Entries taken from a collection:
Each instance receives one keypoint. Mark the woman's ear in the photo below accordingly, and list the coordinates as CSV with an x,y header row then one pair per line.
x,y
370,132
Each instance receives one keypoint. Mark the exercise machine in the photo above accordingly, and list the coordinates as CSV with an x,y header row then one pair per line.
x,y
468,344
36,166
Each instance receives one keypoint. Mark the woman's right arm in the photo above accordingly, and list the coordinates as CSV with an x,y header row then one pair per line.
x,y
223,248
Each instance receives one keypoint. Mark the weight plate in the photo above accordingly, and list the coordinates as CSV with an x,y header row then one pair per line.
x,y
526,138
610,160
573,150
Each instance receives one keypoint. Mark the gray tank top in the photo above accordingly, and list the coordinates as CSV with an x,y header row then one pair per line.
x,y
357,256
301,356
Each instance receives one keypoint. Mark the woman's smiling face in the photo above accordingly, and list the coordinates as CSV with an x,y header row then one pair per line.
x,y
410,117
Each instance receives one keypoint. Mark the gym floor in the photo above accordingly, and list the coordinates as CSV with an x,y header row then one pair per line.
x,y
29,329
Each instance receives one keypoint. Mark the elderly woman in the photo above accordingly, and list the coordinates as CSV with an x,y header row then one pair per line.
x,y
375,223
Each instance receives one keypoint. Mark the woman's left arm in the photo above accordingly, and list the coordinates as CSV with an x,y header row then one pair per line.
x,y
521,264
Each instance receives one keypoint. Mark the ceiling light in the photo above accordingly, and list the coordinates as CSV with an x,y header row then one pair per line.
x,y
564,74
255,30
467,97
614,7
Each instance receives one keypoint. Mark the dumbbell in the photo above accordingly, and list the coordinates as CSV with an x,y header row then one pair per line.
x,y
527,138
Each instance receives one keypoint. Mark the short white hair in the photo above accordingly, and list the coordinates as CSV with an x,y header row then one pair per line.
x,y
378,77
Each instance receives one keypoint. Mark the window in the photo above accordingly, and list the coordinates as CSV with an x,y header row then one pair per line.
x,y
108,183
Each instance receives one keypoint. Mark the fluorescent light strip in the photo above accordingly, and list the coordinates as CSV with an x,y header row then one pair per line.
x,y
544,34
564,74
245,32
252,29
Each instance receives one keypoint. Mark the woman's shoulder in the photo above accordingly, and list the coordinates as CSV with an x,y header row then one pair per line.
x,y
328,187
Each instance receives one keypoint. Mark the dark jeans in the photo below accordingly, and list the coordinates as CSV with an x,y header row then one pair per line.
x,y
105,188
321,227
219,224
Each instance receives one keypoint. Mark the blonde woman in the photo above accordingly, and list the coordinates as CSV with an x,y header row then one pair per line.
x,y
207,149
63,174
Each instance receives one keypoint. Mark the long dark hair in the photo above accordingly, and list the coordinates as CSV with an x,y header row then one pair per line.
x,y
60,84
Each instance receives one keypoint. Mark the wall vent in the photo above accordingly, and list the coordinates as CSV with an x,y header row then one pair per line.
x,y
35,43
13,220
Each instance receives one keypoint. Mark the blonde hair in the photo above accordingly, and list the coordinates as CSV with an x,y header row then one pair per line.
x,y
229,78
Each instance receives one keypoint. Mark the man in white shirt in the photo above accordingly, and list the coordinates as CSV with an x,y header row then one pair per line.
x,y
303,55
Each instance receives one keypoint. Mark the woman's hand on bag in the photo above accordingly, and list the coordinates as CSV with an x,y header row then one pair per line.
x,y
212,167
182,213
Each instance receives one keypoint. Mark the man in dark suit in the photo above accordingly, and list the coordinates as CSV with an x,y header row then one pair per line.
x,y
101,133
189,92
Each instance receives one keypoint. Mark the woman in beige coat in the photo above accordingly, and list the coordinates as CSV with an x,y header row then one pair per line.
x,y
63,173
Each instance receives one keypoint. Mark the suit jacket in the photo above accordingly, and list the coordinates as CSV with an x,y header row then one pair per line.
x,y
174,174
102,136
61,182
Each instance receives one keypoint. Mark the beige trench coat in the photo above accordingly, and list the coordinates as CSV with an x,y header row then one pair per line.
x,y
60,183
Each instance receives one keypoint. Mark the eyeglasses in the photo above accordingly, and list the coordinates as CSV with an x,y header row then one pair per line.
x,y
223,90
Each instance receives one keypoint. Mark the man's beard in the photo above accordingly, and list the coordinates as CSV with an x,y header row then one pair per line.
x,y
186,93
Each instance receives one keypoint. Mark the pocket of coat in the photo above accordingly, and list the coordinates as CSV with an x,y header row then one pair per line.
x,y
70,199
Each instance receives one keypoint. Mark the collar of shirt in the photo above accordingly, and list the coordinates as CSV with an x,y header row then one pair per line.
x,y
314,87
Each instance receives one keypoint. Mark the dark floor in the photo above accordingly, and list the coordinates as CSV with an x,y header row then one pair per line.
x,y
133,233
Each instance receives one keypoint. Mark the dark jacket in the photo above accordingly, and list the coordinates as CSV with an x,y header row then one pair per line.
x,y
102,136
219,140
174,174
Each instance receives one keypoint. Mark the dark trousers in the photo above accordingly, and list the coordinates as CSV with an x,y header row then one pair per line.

- [EXERCISE INSTRUCTIONS]:
In the answer, please give only the lines from the line containing "Each instance receives one keypoint. Mark the man in dark" through the final line of the data, copied exactly.

- [ANSWER TO THIS EXERCISE]:
Each instance receives one keypoint. Mark the man in dark suit in the photo above accordingly, and list the coordinates as CSV with an x,y header row then one pair per line.
x,y
101,133
189,92
Each instance receives one keypoint. Mark the woman in beige coat in the photo above accordingly, and list the coordinates as CSV with an x,y header row then one pair per line.
x,y
63,173
Each instance receives one keypoint. Mark the suit jacket in the photo above accordingly, and list the coordinates as CSV with an x,y header row then one pair per line.
x,y
174,174
102,136
61,182
Each instance receives one keypoint. Mark the beige trench coat in the photo above accordingly, and list the coordinates as CSV with an x,y header row then one pair per line.
x,y
60,183
Each instance receives one keypoint. Mark the eyeglasses in the photo above accordingly, and list the coordinates as CSV with an x,y header row then one pair per line.
x,y
223,90
Each instance receives one keypoint. Mark the man's beard in the photo above accordingly, and list the coordinates as CSV with an x,y header row then one pair per line.
x,y
186,93
Each instance receives one keypoint. Mark the pocket of coat in the photo above accordingly, and list the coordinates as CSV with an x,y header row then one pair per line.
x,y
70,199
Each instance receives one keypoint. Mark the collar of shirt in the photo above accordingly, and list the coordinates as CSV with an x,y header row then one pair per line.
x,y
314,87
Each instance receives one keypoint. Mark the dark floor in the photo above accordingly, and list the coordinates as CSV with an x,y header row then one pair per line.
x,y
133,233
Each instance receives one keypoint. Mark the dark jacket in the photo above accordingly, and list the coordinates as CSV with an x,y header row then one pair per line.
x,y
102,136
219,140
174,174
Each instance receives one keypoint. Mark the dark trousers in the photo above accordingly, and list the coordinates as CSV with an x,y header row then one pair per line.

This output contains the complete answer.